* **Selected text**
........

They turn up their nose at such peasant
religion. Self-righteously they assert
that they, ‘Do not have a faith which rests
on such crude exhibitions.’ They insist
on making desperate assertions like, ‘I’m
sure it was all a case of mass hysteria.’ Overlooking
the fact that mass hysteria is much more
common at evangelistic rallies or pop concerts
than it is at exhumations. Is it so difficult
to simply have a sense of fun and accept
that weird things happen? Is it so difficult
to admit that ‘there are more things in
heaven and earth Horatio than your philosophy
has dreamt of?’
I like the miraculous because
it smells authentic. Religion is supposed to
be miraculous for crying out loud. What
good is religion if it doesn’t upset our
assumptions and make us think again? Wherever
religion is fervent it allows for the miraculous.
Wherever religion is real it allows for
the miraculous. The miracles don’t prove
the validity or the truth of the religion,
but they do indicate that whatever religion
it is, some kind of transaction between
the material and the spiritual world is
going on. Miracles also add authenticity
because they attract ordinary folks. I
suspect any religion that is the refuge
of the educated classes. Tacky miracles
attract tacky folks and a religion that
excludes ordinary people is more like a
set of table manners than a religion.
Finally,
I like the kooky end of religion because
it reveals a God
of surprises. When a body is uncorrupted
or people smell flowers when they should
smell putrefaction it’s kind of like a
divine joke. I think God likes practical
jokes. He likes the effect of tricks. He
likes upsetting our smug preconceived mindset
about the nature of the physical world.
Maybe miracles are given not to prove anything,
but simply to remind us that the physical
world is not so solid and real and dependable
as we think. It’s all much more rubbery.
We should expect the unexpected a bit more.

........

Location identification items
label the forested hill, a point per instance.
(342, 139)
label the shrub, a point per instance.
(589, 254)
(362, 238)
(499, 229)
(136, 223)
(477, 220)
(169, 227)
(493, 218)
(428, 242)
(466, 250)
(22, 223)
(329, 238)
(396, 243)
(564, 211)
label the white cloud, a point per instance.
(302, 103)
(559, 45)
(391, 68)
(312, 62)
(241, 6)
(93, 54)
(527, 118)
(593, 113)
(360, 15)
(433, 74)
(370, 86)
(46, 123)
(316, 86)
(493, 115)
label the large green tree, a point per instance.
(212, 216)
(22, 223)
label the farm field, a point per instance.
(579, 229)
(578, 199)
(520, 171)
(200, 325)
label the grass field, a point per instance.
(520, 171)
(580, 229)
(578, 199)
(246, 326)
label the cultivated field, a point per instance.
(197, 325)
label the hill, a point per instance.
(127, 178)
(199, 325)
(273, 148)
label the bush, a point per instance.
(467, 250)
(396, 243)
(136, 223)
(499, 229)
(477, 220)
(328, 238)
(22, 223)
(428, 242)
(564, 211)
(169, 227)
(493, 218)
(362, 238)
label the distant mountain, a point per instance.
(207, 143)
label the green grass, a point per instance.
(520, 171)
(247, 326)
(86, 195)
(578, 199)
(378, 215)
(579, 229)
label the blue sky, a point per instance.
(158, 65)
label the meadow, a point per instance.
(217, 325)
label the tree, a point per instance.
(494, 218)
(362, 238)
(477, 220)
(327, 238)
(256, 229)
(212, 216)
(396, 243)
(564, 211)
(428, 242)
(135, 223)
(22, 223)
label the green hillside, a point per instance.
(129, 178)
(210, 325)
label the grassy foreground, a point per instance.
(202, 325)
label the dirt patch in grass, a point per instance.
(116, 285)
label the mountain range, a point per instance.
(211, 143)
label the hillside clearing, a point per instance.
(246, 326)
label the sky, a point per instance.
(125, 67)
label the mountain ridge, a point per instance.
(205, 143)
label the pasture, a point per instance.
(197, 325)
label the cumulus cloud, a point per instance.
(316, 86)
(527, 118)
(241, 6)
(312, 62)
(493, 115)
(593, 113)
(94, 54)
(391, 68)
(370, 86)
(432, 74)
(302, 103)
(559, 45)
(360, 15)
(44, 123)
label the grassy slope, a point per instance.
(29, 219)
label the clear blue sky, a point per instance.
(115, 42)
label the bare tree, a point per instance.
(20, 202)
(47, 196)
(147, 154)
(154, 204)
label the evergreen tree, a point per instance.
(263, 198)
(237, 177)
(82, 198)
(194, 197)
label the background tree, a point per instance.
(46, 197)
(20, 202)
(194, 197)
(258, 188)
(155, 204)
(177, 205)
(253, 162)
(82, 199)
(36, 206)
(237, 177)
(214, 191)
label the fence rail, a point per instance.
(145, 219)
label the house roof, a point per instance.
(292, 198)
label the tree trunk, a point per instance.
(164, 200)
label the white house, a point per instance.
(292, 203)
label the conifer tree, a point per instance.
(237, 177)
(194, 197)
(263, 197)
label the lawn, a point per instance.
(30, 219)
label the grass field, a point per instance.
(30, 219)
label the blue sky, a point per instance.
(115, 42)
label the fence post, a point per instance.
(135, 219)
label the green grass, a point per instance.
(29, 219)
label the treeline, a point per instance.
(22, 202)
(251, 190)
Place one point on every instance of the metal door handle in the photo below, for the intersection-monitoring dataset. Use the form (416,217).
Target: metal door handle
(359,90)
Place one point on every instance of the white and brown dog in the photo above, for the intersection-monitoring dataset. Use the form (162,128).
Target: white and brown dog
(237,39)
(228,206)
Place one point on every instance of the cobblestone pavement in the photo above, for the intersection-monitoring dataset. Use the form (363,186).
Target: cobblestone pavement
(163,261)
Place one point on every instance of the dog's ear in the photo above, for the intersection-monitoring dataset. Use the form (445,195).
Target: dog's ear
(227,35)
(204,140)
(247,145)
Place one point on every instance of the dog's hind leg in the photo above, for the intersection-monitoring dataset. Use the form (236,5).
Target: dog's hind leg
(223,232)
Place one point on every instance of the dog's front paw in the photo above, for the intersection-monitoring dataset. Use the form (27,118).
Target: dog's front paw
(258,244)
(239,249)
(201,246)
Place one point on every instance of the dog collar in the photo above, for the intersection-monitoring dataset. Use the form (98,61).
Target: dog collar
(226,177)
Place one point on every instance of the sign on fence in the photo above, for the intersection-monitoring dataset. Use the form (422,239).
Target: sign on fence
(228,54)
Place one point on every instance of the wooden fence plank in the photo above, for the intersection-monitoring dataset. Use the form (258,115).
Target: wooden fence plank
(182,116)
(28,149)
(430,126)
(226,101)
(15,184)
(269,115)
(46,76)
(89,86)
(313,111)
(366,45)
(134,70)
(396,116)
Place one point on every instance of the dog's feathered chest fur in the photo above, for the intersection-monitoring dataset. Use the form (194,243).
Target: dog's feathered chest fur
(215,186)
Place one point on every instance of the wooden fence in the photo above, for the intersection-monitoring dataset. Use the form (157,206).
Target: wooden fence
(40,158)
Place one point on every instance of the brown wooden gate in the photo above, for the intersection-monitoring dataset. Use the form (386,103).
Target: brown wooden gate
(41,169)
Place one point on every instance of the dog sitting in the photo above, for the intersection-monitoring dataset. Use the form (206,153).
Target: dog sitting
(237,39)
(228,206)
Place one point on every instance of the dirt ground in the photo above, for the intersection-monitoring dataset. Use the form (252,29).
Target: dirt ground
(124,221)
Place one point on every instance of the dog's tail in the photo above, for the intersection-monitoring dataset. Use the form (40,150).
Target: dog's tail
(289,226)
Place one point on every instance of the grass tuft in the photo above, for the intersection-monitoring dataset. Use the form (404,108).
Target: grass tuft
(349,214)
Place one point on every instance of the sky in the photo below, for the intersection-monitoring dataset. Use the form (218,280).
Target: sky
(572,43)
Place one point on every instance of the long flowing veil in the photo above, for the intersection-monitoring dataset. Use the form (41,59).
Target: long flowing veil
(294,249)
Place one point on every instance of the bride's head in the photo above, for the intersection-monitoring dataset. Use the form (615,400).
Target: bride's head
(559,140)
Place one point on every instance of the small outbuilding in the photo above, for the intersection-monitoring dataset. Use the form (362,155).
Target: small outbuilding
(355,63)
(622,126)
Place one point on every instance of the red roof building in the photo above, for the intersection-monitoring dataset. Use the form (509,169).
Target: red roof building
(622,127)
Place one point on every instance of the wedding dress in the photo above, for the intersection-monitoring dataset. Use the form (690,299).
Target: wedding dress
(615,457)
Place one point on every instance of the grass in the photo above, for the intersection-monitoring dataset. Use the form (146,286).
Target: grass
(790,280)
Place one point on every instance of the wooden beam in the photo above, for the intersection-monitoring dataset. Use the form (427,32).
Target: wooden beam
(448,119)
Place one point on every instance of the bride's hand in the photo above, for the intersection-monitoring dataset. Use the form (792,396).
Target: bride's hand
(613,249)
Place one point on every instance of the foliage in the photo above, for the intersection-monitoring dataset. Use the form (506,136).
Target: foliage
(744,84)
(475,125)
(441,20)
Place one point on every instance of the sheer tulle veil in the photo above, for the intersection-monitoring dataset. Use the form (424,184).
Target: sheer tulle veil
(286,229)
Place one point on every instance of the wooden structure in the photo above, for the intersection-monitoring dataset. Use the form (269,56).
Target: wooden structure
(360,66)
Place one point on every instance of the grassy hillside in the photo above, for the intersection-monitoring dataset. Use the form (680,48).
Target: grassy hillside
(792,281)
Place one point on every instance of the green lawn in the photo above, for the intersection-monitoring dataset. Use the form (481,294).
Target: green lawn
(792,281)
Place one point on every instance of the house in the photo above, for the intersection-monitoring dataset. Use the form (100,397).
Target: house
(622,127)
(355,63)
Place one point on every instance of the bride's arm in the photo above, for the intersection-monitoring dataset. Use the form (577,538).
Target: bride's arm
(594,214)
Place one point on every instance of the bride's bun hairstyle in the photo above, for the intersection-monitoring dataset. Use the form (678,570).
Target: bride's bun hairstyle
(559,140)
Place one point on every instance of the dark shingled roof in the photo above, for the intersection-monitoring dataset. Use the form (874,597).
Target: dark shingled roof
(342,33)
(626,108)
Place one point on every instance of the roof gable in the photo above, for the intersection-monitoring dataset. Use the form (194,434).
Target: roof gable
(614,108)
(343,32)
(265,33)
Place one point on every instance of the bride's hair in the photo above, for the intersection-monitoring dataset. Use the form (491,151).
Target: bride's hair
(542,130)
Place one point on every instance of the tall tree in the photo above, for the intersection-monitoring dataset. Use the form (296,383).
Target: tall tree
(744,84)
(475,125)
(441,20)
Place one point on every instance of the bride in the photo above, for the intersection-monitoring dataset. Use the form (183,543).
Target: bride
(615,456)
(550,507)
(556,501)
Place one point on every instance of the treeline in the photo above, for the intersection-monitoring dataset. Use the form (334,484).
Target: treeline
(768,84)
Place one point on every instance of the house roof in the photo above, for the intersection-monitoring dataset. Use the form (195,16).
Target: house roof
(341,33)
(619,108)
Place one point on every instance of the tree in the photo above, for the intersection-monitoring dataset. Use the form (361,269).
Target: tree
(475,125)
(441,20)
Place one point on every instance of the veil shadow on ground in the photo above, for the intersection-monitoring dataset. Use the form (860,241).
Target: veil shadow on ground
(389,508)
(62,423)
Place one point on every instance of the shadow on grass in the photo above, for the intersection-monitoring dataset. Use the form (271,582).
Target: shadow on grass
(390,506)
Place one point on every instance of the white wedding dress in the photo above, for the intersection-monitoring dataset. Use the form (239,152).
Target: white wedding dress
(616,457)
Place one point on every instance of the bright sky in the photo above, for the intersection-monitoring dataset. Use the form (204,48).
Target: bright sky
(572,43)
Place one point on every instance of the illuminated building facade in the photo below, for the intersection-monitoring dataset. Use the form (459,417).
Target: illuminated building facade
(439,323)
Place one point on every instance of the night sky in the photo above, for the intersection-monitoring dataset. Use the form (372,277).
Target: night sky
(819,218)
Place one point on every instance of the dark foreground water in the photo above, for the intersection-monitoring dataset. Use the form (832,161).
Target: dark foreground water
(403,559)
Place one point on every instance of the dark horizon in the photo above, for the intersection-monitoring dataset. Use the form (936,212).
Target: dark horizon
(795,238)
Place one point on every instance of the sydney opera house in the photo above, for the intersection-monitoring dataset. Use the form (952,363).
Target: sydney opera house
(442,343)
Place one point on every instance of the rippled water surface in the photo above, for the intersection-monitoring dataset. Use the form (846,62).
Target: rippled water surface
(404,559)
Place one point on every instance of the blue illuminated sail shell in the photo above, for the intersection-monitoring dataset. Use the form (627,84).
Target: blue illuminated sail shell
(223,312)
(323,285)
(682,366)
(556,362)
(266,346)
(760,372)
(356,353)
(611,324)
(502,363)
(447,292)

........

* **Problem set**
1/ Summarize the passage on miracles in two sentences.
2/ In the passage on miracles, what does the writer say miracles add because they attract ordinary folks?
3/ Resume the passage on miracles after its final sentence.
These rows come from a different source than the text.

* **Solved problems**
1/ The writer defends the miraculous, "kooky" side of religion against those who dismiss it as peasant religion or mass hysteria, arguing that miracles smell authentic, indicate a transaction between the material and spiritual worlds, and attract ordinary people. Miracles also reveal a God of surprises who likes practical jokes and upsetting our smug assumptions, reminding us that the physical world is less solid and dependable than we think.

2/ Authenticity.

3/
The
miraculous reminds us that the other world
is far closer than
we think. When we smell flowers instead
of death our perception of reality is turned
topsy turvy and we are reminded that the
spiritual realm is more real, not less
real than this realm. We think of the spiritual
as insubstantial, ethereal and vague. C.S.Lewis
reminds us that in fact, ‘it is the present
life which is the diminution, the symbol,
the etiolated, the substitute. If flesh
and blood cannot inherit the kingdom that
is not because they are too solid, too
gross, too ‘illustrious with being’, but
because they are too flimsy, too transitory,
too phantasmal.’[i] The miraculous opens
up this truth not with argument or proof,
but with trickery, symbolism, stories and
surprises.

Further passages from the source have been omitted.